Stated goal — Convert the listing lines from the line with "One point belongs on each instance of the elderly" to the line with "(1139, 163)", both included, into a Markdown table with the columns Row and Line. Number each row and leave out blank lines.

Record extracts —
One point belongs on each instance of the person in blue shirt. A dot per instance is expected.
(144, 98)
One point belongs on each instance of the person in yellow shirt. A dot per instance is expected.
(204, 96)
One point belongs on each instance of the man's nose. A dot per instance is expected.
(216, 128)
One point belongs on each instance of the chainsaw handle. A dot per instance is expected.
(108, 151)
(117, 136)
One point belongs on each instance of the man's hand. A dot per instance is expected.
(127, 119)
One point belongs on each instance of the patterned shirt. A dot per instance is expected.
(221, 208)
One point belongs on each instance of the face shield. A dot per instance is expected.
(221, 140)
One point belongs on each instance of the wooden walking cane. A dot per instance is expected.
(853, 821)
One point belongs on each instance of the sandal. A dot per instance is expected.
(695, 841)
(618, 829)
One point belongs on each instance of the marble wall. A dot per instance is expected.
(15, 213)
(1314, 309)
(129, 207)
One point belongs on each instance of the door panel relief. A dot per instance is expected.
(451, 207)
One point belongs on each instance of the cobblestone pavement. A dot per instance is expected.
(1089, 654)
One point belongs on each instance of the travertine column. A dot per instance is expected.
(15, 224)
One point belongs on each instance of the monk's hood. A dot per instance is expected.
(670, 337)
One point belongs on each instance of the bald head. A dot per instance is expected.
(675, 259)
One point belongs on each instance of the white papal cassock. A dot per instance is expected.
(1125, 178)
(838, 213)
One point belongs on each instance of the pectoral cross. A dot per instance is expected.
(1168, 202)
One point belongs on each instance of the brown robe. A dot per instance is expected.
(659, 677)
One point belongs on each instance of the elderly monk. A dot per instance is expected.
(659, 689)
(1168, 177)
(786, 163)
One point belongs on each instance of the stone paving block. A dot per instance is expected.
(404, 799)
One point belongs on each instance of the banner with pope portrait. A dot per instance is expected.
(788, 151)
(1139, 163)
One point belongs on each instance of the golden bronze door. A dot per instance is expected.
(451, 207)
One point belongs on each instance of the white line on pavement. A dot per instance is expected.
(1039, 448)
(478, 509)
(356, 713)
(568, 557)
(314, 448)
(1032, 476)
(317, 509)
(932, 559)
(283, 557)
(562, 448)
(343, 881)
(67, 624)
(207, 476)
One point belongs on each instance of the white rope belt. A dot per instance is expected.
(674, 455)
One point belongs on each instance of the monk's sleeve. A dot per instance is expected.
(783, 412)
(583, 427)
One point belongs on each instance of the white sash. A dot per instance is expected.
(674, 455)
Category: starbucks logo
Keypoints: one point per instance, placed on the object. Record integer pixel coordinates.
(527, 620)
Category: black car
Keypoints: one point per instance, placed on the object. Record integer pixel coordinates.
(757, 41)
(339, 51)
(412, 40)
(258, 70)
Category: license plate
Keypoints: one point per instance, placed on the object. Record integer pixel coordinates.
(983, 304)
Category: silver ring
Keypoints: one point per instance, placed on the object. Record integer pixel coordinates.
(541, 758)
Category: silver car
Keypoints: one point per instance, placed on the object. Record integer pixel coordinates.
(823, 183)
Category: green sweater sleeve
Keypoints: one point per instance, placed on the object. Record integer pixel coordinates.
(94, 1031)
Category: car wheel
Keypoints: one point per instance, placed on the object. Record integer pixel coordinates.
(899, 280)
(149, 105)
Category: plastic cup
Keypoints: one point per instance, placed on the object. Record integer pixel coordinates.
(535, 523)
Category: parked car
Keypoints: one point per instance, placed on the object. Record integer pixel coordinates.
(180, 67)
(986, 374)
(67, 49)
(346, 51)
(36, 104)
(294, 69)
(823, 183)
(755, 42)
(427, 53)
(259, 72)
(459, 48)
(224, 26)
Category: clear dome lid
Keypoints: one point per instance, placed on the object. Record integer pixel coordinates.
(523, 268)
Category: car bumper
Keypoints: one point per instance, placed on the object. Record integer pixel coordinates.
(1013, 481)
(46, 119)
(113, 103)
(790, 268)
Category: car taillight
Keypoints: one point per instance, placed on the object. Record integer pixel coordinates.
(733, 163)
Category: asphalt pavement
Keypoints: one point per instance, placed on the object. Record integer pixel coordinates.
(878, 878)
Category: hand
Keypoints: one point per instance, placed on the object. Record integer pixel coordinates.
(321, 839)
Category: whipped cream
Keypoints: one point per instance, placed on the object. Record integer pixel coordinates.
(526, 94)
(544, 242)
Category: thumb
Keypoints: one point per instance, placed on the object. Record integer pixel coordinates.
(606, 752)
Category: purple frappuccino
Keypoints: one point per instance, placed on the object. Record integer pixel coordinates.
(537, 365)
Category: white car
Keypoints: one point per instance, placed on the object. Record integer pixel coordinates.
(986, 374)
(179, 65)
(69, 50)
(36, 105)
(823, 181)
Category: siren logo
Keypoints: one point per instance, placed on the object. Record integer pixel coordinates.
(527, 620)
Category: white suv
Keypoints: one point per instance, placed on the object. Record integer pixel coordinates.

Result —
| Row | Line |
|---|---|
| 1 | One point belongs on each instance of the elderly monk. A dot per instance is expected. |
| 2 | (659, 689) |
| 3 | (1168, 177) |
| 4 | (786, 163) |
| 5 | One point belongs on each instance of the stone paving block. A dot per instance is expected. |
| 6 | (404, 799) |
| 7 | One point belongs on each instance of the banner with pope portrait. A dot per instance is expected. |
| 8 | (788, 151) |
| 9 | (1139, 163) |